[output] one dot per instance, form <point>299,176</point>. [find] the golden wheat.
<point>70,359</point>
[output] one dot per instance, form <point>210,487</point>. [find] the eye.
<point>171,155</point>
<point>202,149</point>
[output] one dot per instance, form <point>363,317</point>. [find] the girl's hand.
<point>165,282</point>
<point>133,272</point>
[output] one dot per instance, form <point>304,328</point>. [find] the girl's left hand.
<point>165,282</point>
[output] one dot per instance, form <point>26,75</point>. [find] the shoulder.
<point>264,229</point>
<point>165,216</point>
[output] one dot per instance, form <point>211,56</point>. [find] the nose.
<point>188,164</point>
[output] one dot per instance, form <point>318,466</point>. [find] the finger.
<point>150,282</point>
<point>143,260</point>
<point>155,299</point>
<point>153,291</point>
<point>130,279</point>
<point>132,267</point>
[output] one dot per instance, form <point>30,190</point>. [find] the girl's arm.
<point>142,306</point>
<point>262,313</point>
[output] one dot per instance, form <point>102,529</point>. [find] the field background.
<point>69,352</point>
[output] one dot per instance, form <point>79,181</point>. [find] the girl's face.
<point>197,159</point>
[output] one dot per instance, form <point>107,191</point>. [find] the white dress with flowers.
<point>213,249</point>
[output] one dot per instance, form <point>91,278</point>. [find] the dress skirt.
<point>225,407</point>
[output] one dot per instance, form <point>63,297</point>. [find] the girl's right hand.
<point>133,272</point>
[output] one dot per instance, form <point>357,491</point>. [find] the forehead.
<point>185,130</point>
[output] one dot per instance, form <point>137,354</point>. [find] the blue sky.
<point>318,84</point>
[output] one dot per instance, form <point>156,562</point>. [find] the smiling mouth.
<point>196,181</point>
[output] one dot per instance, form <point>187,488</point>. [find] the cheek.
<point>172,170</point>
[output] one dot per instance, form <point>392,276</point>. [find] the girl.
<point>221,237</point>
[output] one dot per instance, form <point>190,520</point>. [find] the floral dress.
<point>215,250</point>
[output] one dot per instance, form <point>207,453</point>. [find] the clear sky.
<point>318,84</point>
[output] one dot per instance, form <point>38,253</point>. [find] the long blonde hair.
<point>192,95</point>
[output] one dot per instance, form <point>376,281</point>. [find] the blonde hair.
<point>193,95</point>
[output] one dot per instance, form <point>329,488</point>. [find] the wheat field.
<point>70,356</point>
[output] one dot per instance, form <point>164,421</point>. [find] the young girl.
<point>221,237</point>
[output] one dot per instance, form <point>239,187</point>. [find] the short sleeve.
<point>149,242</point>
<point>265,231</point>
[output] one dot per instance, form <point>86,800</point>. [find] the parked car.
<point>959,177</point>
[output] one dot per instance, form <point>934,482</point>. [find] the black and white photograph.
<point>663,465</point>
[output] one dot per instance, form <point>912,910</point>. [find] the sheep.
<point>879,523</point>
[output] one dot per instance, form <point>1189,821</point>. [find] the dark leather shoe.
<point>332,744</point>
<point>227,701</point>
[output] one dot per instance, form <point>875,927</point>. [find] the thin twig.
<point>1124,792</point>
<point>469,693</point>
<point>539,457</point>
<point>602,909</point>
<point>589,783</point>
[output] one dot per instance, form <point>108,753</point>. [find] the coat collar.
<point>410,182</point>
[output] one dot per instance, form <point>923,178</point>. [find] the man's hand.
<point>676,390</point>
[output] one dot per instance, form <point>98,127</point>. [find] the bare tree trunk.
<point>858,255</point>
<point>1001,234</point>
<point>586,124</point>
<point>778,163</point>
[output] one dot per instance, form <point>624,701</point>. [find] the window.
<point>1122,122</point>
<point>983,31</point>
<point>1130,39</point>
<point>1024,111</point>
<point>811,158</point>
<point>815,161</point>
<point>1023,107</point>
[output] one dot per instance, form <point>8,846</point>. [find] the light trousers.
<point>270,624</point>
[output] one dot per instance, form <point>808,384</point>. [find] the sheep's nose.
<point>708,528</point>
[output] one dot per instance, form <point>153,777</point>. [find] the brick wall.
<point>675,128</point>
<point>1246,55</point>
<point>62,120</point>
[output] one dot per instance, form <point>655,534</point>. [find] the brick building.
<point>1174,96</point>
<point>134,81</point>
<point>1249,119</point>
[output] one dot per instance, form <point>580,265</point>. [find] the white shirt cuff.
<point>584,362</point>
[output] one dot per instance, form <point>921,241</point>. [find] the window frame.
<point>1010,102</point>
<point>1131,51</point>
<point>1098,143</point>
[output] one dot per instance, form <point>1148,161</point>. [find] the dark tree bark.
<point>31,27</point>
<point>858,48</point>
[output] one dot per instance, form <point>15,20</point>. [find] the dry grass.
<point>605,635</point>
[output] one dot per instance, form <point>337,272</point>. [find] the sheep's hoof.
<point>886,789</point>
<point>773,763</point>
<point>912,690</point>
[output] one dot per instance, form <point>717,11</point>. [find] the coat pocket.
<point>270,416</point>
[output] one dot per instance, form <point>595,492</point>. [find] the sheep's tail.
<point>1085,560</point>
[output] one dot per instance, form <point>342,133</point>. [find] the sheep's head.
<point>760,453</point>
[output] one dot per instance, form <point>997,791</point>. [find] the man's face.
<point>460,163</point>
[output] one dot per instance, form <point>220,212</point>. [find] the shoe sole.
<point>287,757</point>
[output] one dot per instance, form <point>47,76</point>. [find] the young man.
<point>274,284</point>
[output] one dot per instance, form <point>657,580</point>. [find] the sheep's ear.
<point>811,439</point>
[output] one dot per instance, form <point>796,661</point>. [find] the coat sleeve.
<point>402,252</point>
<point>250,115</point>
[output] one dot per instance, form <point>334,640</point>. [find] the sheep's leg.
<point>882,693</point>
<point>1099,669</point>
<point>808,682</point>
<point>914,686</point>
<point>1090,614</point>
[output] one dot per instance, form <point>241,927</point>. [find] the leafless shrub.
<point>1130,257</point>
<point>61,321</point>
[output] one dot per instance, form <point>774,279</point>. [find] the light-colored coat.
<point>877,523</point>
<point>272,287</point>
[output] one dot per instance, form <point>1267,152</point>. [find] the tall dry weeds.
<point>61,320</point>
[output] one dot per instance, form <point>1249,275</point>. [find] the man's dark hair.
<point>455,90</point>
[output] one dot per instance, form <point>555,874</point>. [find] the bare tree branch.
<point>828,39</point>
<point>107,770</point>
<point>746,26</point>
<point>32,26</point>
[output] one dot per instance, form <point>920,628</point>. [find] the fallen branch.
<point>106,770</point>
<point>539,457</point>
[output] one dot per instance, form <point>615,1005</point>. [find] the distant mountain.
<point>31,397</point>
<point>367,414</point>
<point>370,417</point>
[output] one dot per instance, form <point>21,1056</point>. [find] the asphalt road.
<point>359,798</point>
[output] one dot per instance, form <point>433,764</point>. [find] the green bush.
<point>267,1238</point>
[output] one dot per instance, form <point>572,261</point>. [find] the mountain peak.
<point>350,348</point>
☆ ☆ ☆ ☆ ☆
Down to the final line, write out all of the material exactly.

-- Exercise solution --
[output] one dot per instance, form <point>299,176</point>. [find] the golden wheat.
<point>70,359</point>
[output] one dot per instance, form <point>210,487</point>. [find] the eye.
<point>171,155</point>
<point>202,149</point>
[output] one dot per instance, form <point>363,317</point>. [find] the girl's hand.
<point>165,282</point>
<point>133,272</point>
[output] one dot per instance, form <point>304,328</point>. [find] the girl's left hand.
<point>165,282</point>
[output] one dot per instance, form <point>26,75</point>. [find] the shoulder.
<point>264,229</point>
<point>165,216</point>
[output] one dot per instance, form <point>211,56</point>. [find] the nose.
<point>188,164</point>
[output] one dot per instance, form <point>318,466</point>. [find] the finger.
<point>150,282</point>
<point>143,260</point>
<point>155,299</point>
<point>153,291</point>
<point>130,279</point>
<point>132,267</point>
[output] one dot per instance, form <point>30,190</point>. [find] the girl's arm.
<point>142,306</point>
<point>262,313</point>
[output] one dot per instance, form <point>102,529</point>. [find] the field background.
<point>69,352</point>
[output] one dot per instance, form <point>79,181</point>. [find] the girl's face.
<point>197,159</point>
[output] one dot per instance, form <point>107,191</point>. [find] the white dress with flowers.
<point>213,249</point>
[output] one dot per instance, form <point>91,278</point>. [find] the dress skirt.
<point>225,407</point>
[output] one dot per instance, form <point>63,297</point>. [find] the girl's right hand.
<point>133,272</point>
[output] one dot per instance, form <point>357,491</point>. [find] the forehead.
<point>185,130</point>
[output] one dot per instance, form <point>137,354</point>. [find] the blue sky.
<point>318,84</point>
[output] one dot per instance, form <point>156,562</point>. [find] the smiling mouth.
<point>196,181</point>
[output] one dot per instance, form <point>187,488</point>. [find] the cheek.
<point>172,170</point>
[output] one dot per instance, form <point>392,276</point>. [find] the girl.
<point>221,237</point>
[output] one dot per instance, form <point>190,520</point>. [find] the floral dress.
<point>215,250</point>
[output] one dot per instance, form <point>207,453</point>. [find] the clear sky.
<point>318,84</point>
[output] one dot per instance, form <point>38,253</point>. [find] the long blonde hair.
<point>192,95</point>
[output] one dot per instance, form <point>376,281</point>. [find] the blonde hair.
<point>193,95</point>
[output] one dot per instance, form <point>329,488</point>. [find] the wheat field.
<point>70,356</point>
[output] one dot per instance, form <point>164,421</point>. [find] the young girl.
<point>221,237</point>
[output] one dot per instance, form <point>239,187</point>. [find] the short sleeve.
<point>149,242</point>
<point>265,231</point>
[output] one dot per instance, form <point>86,800</point>. [find] the parked car.
<point>959,177</point>
[output] one dot per instance, form <point>934,482</point>. [find] the black and white photograph.
<point>663,465</point>
[output] one dot per instance, form <point>912,910</point>. [find] the sheep.
<point>879,523</point>
[output] one dot per instance, form <point>1189,821</point>. [find] the dark leather shoe.
<point>332,744</point>
<point>227,701</point>
[output] one dot per instance, form <point>875,927</point>. [find] the thin twig.
<point>1124,792</point>
<point>469,693</point>
<point>539,457</point>
<point>602,909</point>
<point>589,783</point>
[output] one dot per instance, form <point>108,753</point>. [find] the coat collar.
<point>410,182</point>
[output] one dot per instance, form <point>923,178</point>. [find] the man's hand.
<point>676,390</point>
[output] one dot per instance, form <point>98,127</point>. [find] the bare tree trunk.
<point>858,255</point>
<point>1001,234</point>
<point>586,124</point>
<point>778,163</point>
[output] one dot per instance, form <point>624,701</point>. [find] the window.
<point>1122,122</point>
<point>983,31</point>
<point>1130,39</point>
<point>1024,111</point>
<point>811,158</point>
<point>815,161</point>
<point>1023,107</point>
[output] one dot per instance, form <point>8,846</point>. [find] the light trousers.
<point>270,624</point>
[output] one dot per instance, form <point>808,384</point>. [find] the sheep's nose.
<point>708,528</point>
[output] one dot per instance, form <point>153,777</point>. [find] the brick wall.
<point>675,128</point>
<point>1246,55</point>
<point>62,120</point>
[output] one dot per instance, form <point>655,534</point>. [find] the brick building.
<point>1174,96</point>
<point>134,81</point>
<point>1249,119</point>
[output] one dot per instance, form <point>580,265</point>. [find] the white shirt cuff.
<point>584,362</point>
[output] one dot per instance, form <point>921,241</point>. [find] the window frame.
<point>1010,102</point>
<point>1131,51</point>
<point>1098,143</point>
[output] one dot per instance, form <point>1148,161</point>. [find] the dark tree bark.
<point>31,27</point>
<point>858,48</point>
[output] one dot per instance, form <point>15,20</point>. [find] the dry grass.
<point>605,635</point>
[output] one dot per instance, form <point>337,272</point>. [find] the sheep's hoof.
<point>886,789</point>
<point>773,763</point>
<point>912,690</point>
[output] one dot per instance, form <point>717,11</point>. [find] the coat pocket.
<point>270,416</point>
[output] one dot per instance, form <point>595,492</point>. [find] the sheep's tail.
<point>1085,560</point>
[output] one dot per instance, form <point>342,133</point>. [find] the sheep's head.
<point>760,453</point>
[output] one dot per instance, form <point>997,791</point>. [find] the man's face.
<point>460,163</point>
[output] one dot per instance, form <point>220,212</point>. [find] the shoe sole.
<point>287,757</point>
[output] one dot per instance, form <point>47,76</point>. [find] the young man.
<point>274,284</point>
[output] one dot per instance, form <point>657,580</point>. [find] the sheep's ear.
<point>811,439</point>
[output] one dot per instance, form <point>796,661</point>. [find] the coat sleeve.
<point>402,252</point>
<point>250,115</point>
[output] one dot per instance, form <point>334,640</point>. [find] the sheep's leg.
<point>882,693</point>
<point>1099,669</point>
<point>808,682</point>
<point>914,686</point>
<point>1090,614</point>
[output] one dot per instance, form <point>241,927</point>. [find] the leafless shrub.
<point>1130,257</point>
<point>61,321</point>
[output] one dot per instance, form <point>774,279</point>. [find] the light-colored coat.
<point>877,523</point>
<point>272,287</point>
[output] one dot per instance, form <point>1267,152</point>. [find] the tall dry weeds.
<point>61,320</point>
[output] one dot per instance, form <point>1249,275</point>. [find] the man's dark hair.
<point>455,90</point>
[output] one dot per instance, form <point>555,874</point>. [find] the bare tree branch.
<point>828,39</point>
<point>107,770</point>
<point>746,26</point>
<point>32,26</point>
[output] one dot per instance, form <point>920,628</point>. [find] the fallen branch.
<point>106,770</point>
<point>539,457</point>
[output] one dot per instance, form <point>615,1005</point>. [find] the distant mountain.
<point>31,397</point>
<point>367,414</point>
<point>370,417</point>
[output] one dot per instance, form <point>21,1056</point>. [find] the asphalt road.
<point>359,798</point>
[output] one dot per instance, form <point>433,764</point>. [find] the green bush.
<point>267,1238</point>
[output] one dot per instance, form <point>572,261</point>. [find] the mountain peak.
<point>350,348</point>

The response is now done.